An exact copy of all the lines below is required, with every image left out.
——————————
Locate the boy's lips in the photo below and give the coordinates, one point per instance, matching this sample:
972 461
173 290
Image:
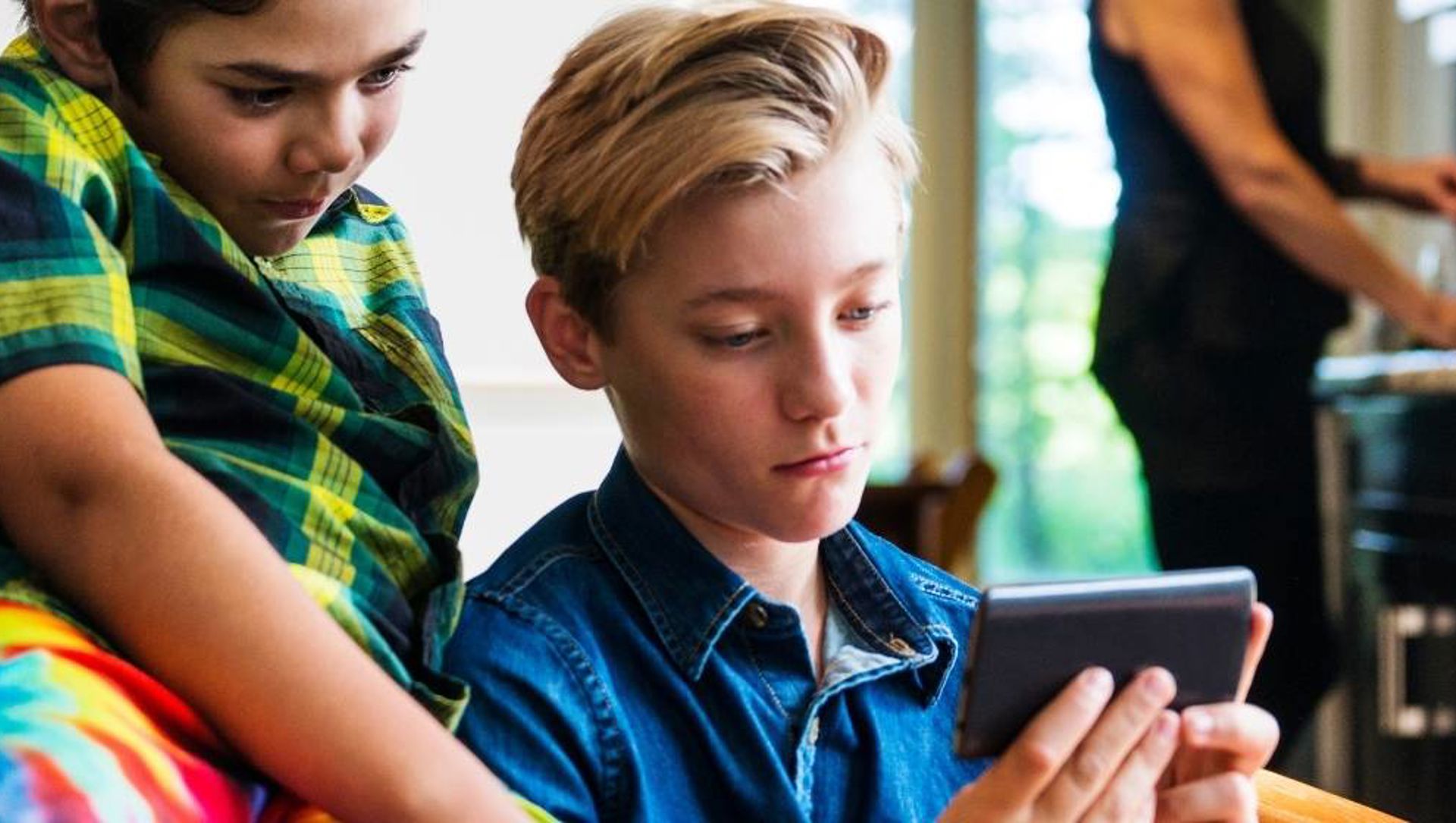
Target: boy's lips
821 463
296 209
——————————
▸ **FINAL ANSWER**:
Locate the boy's lips in the photo below and give the coordinates, one point per instance, matching this sample:
972 461
173 290
Image:
Target: boy's lips
821 463
296 209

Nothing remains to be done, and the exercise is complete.